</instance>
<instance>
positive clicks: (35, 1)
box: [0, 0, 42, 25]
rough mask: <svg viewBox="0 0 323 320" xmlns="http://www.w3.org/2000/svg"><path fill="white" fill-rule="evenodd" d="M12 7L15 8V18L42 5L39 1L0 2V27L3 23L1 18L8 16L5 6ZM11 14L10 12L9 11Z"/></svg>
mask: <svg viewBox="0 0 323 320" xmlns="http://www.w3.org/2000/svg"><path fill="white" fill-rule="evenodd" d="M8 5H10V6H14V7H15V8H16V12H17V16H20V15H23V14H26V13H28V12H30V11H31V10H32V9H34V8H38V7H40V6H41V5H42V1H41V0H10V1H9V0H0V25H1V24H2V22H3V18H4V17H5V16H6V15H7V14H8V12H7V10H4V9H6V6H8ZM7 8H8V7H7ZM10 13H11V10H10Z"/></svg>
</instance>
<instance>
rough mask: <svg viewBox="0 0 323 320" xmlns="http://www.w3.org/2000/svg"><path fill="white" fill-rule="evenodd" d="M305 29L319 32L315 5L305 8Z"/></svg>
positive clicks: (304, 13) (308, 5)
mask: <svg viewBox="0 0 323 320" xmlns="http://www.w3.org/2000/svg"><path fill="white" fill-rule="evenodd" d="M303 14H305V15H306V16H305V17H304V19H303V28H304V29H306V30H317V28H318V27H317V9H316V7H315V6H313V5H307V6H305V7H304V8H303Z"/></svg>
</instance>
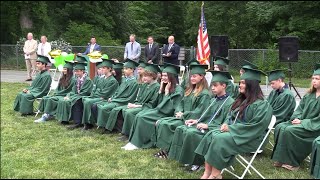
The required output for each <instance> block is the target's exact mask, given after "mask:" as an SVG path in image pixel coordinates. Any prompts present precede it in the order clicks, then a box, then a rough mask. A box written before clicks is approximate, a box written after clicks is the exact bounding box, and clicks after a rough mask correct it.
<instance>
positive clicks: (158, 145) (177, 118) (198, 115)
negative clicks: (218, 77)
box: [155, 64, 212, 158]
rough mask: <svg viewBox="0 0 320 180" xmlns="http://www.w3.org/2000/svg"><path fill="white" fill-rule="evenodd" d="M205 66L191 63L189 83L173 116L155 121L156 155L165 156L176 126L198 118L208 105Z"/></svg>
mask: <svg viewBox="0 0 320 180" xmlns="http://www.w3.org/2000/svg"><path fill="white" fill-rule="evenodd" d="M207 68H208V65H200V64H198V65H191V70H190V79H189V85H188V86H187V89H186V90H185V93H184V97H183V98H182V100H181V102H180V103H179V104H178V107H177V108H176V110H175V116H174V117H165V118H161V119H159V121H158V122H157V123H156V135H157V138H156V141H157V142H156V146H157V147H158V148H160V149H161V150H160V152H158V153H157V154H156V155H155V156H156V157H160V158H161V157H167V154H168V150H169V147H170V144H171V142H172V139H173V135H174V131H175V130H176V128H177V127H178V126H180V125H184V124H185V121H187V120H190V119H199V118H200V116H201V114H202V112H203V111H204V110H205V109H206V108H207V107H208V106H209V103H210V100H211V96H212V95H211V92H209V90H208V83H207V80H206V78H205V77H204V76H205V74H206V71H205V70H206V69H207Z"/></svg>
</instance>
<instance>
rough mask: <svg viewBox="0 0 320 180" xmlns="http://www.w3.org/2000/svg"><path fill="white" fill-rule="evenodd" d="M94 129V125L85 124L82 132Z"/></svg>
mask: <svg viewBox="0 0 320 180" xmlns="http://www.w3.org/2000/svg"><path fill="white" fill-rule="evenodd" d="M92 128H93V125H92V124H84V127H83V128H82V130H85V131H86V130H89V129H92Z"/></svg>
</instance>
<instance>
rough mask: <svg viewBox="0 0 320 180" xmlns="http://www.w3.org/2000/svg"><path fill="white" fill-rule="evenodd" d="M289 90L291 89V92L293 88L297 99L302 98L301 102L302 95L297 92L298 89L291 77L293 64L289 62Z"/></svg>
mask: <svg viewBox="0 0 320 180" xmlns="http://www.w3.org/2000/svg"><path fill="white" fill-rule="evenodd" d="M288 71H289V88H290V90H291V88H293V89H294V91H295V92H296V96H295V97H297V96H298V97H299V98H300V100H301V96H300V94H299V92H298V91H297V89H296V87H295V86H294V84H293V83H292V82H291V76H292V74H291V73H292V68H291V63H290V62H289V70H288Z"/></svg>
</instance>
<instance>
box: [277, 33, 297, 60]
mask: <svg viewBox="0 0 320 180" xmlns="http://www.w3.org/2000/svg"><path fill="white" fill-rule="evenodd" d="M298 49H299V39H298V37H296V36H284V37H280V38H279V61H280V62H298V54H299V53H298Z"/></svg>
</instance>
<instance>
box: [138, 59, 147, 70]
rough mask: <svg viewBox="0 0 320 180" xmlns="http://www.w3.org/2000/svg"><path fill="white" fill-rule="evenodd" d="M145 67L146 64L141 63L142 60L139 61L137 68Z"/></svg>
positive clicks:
○ ○ ○ ○ ○
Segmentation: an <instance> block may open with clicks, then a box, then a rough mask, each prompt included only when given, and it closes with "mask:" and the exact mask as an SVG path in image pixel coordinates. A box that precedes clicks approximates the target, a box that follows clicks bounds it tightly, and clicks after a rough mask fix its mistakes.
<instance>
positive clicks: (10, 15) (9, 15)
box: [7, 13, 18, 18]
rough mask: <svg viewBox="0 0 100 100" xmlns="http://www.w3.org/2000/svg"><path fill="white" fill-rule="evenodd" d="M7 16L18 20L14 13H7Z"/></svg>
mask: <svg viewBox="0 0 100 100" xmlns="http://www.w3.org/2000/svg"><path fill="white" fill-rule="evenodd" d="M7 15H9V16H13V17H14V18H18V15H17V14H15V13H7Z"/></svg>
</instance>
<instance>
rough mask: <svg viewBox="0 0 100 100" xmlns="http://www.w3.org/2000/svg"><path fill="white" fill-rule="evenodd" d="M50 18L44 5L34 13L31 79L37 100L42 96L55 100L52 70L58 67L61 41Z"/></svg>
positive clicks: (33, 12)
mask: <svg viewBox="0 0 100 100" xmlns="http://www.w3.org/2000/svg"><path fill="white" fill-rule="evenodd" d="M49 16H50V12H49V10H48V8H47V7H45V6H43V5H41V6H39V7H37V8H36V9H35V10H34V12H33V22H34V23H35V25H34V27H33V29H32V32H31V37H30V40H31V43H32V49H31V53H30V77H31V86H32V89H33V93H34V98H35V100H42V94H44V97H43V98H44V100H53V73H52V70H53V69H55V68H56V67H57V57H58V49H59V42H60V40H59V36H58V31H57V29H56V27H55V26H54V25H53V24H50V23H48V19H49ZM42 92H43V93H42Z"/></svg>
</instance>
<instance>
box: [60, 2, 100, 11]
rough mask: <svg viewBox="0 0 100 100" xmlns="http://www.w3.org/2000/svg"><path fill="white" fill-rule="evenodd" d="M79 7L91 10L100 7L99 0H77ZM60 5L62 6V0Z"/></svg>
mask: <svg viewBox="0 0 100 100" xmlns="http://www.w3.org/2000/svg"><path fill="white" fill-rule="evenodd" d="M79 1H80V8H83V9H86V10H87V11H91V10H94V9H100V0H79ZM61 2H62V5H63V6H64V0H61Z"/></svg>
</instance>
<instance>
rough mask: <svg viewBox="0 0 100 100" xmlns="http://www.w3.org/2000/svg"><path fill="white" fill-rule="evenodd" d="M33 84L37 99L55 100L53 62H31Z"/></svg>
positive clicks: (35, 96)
○ ○ ○ ○ ○
Wherever the word "after" turns up in a line of the entries above, copy that line.

The required output for each <instance> block is the target's exact mask, given after "mask:" as an SVG path in image pixel coordinates. Any prompts present precede it in the order clicks, then a box, then a rough mask. A box written before clicks is approximate, a box written after clicks is the exact bounding box, and clicks after a rough mask correct it.
Segmentation: an <instance> block may open with clicks, then a box, then a rough mask, each prompt included only when given, and it closes with "mask:" and the exact mask as an SVG path in image pixel coordinates. A box that precedes clicks approximates the target, a box that follows clicks bounds it tightly, and clicks after a rough mask fix its mistakes.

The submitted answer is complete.